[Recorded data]
——

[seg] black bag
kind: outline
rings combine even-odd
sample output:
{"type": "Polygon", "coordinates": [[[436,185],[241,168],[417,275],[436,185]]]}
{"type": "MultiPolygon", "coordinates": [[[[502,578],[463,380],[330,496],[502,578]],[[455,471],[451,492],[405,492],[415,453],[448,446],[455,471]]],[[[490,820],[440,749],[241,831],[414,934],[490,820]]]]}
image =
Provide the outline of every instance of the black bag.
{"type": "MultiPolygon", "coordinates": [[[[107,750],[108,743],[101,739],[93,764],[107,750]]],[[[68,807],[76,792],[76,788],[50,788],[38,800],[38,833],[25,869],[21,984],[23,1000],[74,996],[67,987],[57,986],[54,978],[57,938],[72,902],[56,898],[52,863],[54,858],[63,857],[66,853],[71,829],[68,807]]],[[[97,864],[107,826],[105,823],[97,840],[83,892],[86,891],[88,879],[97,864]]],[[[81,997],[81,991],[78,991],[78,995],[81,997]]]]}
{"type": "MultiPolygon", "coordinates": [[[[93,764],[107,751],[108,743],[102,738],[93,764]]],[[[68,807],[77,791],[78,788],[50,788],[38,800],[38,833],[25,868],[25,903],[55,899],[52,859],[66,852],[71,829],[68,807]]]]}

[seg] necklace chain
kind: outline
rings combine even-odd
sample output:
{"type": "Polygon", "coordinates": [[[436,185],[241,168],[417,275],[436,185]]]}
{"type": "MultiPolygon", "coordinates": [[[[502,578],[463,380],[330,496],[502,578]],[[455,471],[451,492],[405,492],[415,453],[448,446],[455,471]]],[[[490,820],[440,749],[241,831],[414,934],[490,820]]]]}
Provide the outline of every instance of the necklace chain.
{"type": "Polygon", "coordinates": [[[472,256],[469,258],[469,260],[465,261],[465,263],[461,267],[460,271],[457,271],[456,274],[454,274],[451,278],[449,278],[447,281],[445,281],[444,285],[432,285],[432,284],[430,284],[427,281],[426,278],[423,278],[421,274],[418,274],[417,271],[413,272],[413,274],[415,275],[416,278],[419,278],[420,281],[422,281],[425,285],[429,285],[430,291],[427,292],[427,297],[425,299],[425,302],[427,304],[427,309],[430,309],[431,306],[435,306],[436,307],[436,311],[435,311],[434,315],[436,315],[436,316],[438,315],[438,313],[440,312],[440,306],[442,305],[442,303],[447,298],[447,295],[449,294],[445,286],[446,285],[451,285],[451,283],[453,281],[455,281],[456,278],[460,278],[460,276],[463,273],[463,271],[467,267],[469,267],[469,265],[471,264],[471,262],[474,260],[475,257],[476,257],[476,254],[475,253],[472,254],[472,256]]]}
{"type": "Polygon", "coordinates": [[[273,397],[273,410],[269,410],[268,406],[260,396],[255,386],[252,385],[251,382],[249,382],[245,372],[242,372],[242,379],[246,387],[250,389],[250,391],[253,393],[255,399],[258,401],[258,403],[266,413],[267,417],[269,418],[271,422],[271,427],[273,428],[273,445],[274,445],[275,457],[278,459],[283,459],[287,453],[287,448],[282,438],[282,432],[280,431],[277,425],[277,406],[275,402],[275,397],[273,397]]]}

——

■ Required work
Repeat the whole of the data above exactly as it appears.

■ Solution
[seg] black bag
kind: outline
rings combine even-odd
sample output:
{"type": "Polygon", "coordinates": [[[436,185],[241,168],[417,275],[436,185]]]}
{"type": "MultiPolygon", "coordinates": [[[[502,578],[463,380],[330,496],[502,578]],[[455,471],[451,492],[405,492],[415,453],[448,446],[455,471]]],[[[490,820],[440,749],[241,831],[414,934],[490,820]]]]}
image =
Provide the outline of every instance of the black bag.
{"type": "MultiPolygon", "coordinates": [[[[107,750],[108,743],[101,739],[93,764],[107,750]]],[[[68,807],[76,792],[76,788],[50,788],[38,800],[38,833],[25,869],[21,984],[23,1000],[74,996],[67,987],[57,986],[54,978],[57,938],[72,902],[56,898],[52,863],[54,858],[63,857],[66,853],[71,829],[68,807]]],[[[97,864],[107,826],[105,823],[97,840],[83,892],[86,891],[88,879],[97,864]]],[[[81,997],[81,991],[78,991],[78,995],[81,997]]]]}
{"type": "MultiPolygon", "coordinates": [[[[93,764],[107,751],[108,743],[102,738],[93,764]]],[[[68,807],[77,791],[78,788],[50,788],[38,800],[38,833],[25,868],[25,903],[55,899],[52,859],[66,852],[71,829],[68,807]]]]}

[seg] necklace chain
kind: outline
rings combine even-odd
sample output:
{"type": "Polygon", "coordinates": [[[436,185],[241,168],[417,275],[436,185]]]}
{"type": "MultiPolygon", "coordinates": [[[[502,578],[463,380],[330,496],[502,578]],[[455,471],[451,492],[405,492],[415,453],[448,446],[455,471]]],[[[490,820],[440,749],[241,831],[414,934],[490,820]]]]}
Provide the outline of every instance of the necklace chain.
{"type": "Polygon", "coordinates": [[[472,256],[469,258],[469,260],[465,261],[465,263],[461,267],[460,271],[457,271],[456,274],[454,274],[451,278],[449,278],[447,281],[445,281],[444,285],[432,285],[432,284],[430,284],[427,281],[426,278],[423,278],[421,274],[418,274],[417,271],[413,272],[413,274],[415,275],[416,278],[419,278],[420,281],[422,281],[425,285],[429,285],[430,291],[427,292],[427,297],[425,299],[425,302],[427,304],[427,309],[430,309],[431,306],[435,306],[436,307],[436,311],[435,311],[434,315],[436,315],[436,316],[438,315],[438,313],[440,312],[440,306],[442,305],[442,303],[447,298],[447,295],[449,294],[445,286],[446,285],[451,285],[451,283],[453,281],[455,281],[456,278],[460,278],[460,276],[463,273],[463,271],[467,267],[469,267],[469,265],[471,264],[471,262],[474,260],[475,257],[476,257],[476,254],[475,253],[472,254],[472,256]]]}
{"type": "Polygon", "coordinates": [[[273,397],[273,410],[269,410],[268,406],[260,396],[255,386],[252,385],[251,382],[249,382],[245,372],[242,372],[242,379],[246,387],[250,389],[250,391],[253,393],[255,399],[258,401],[258,403],[266,413],[267,417],[269,418],[271,422],[271,427],[273,428],[273,445],[274,445],[275,457],[278,459],[283,459],[287,453],[287,448],[282,438],[282,432],[280,431],[277,425],[277,406],[275,402],[275,397],[273,397]]]}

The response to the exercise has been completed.